Step 2: Unstructured Adoption (2-3 sprints) Let the team use AI tools freely and track detailed task-level data. Do not try to optimize yet. Collect data on actual acceleration by task type.

Step 3: Data Analysis (1 sprint) Analyze the collected data to identify your team's specific acceleration patterns. Do not assume generic industry numbers apply to your domain. Financial software, with its compliance and legacy concerns, sees very different acceleration than a greenfield web application.

Step 4: Calibrate and Implement (1 sprint) Design your team's specific estimation adjustments based on the data. Implement quality safeguards (quality tax, architectural guard rails, review capacity allocation).

Step 5: Stabilize and Track (3-4 sprints) Run the calibrated system and track accuracy. Adjust factors based on observed performance. Expect 2-3 sprints before the system stabilizes.

Step 6: Continuous Refinement (ongoing) Update acceleration factors quarterly as the team improves their AI skills and as AI tools evolve. What was an AI-Slow task today might become AI-Fast in six months as tools improve.

The entire calibration process takes 8-12 sprints (4-6 months). Teams that try to skip ahead -- applying aggressive acceleration factors without data -- will repeat the estimation chaos Priya's team experienced in Months 1-2.

Key Takeaways

Initial AI velocity gains are not sustainable. The honeymoon phase produces impressive numbers that cannot be maintained without quality degradation. Plan for sustainable improvement (30-50% for most teams) rather than peak improvement (60-80%).
AI acceleration is bimodal in domain-specific work. In specialized domains like fintech, tasks are either highly accelerated or barely affected. The "moderate acceleration" middle ground is thinner than generic frameworks suggest.
Quality requires explicit investment. The "quality tax" concept -- allocating 30% of saved time back into quality assurance -- is essential for maintaining standards in AI-augmented projects.
Estimation accuracy can recover. AI disrupts estimation in the short term, but with data-driven recalibration, teams can achieve estimation accuracy equal to or better than their pre-AI baseline.
Code review is the critical constraint. In every month of the study, code review capacity was the factor most limiting sustainable velocity improvement. Investing in review efficiency (automated pre-review, pair review sessions, AI-assisted review) has the highest leverage.
Domain matters enormously. The acceleration factors for a fintech team working with compliance requirements and legacy systems are very different from a startup building a greenfield web application. Every team must derive their own numbers from their own data.

## Activity list:
1. Transcribe everything in the AI estimation calibration passage from "Step 3: Data" down to "the system stabilizes.".
2. Write the next part of the AI estimation calibration passage, picking up after its final sentence.

## Data shown:
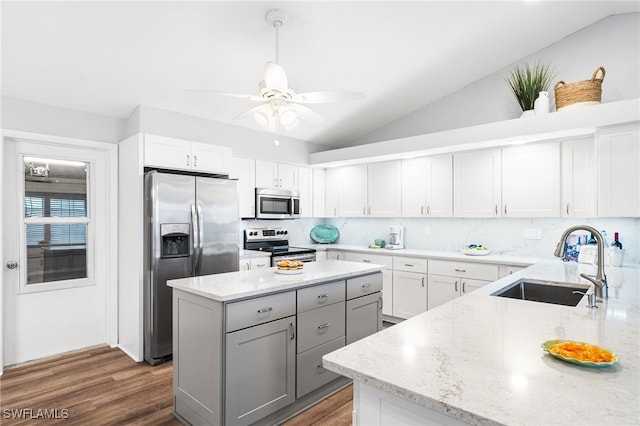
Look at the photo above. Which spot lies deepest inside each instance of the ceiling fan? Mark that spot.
(281, 107)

## Results by task:
1.
Step 3: Data Analysis (1 sprint) Analyze the collected data to identify your team's specific acceleration patterns. Do not assume generic industry numbers apply to your domain. Financial software, with its compliance and legacy concerns, sees very different acceleration than a greenfield web application.

Step 4: Calibrate and Implement (1 sprint) Design your team's specific estimation adjustments based on the data. Implement quality safeguards (quality tax, architectural guard rails, review capacity allocation).

Step 5: Stabilize and Track (3-4 sprints) Run the calibrated system and track accuracy. Adjust factors based on observed performance. Expect 2-3 sprints before the system stabilizes.

2.
Stakeholder communication must be honest about the journey. Presenting the Month 1 velocity to executives creates expectations that cannot be sustained. Presenting the calibrated Month 5-6 data builds trust and enables reliable roadmap planning.

Discussion Questions

Priya's team found that AI acceleration was bimodal rather than distributed across three tiers. Do you think this finding would generalize to other domains, or is it specific to financial software? What characteristics of a domain might produce a more even distribution of acceleration?
The quality tax of 30% was derived empirically from Priya's team's data. How would you determine the right quality tax percentage for your team? What factors would make it higher or lower?
During the diagnostic phase, Priya invested an entire sprint in data collection rather than feature delivery. How would you justify this investment to a product owner who is under pressure to deliver features?
The CTO asked whether the team could reach 60% sustainable improvement. Priya estimated a year. What specific investments (tooling, training, process) would you recommend to close the gap between 36% and 60%?
Priya discovered that AI-generated tests achieved high line coverage but missed important edge cases. How would you design a process to evaluate the quality of AI-generated tests, beyond simple coverage metrics?
If Meridian's other three development teams work in different domains (mobile app development, data engineering, and DevOps/infrastructure), how would you expect their acceleration profiles to differ from Priya's team? What advice would you give each team based on the lessons from this case study?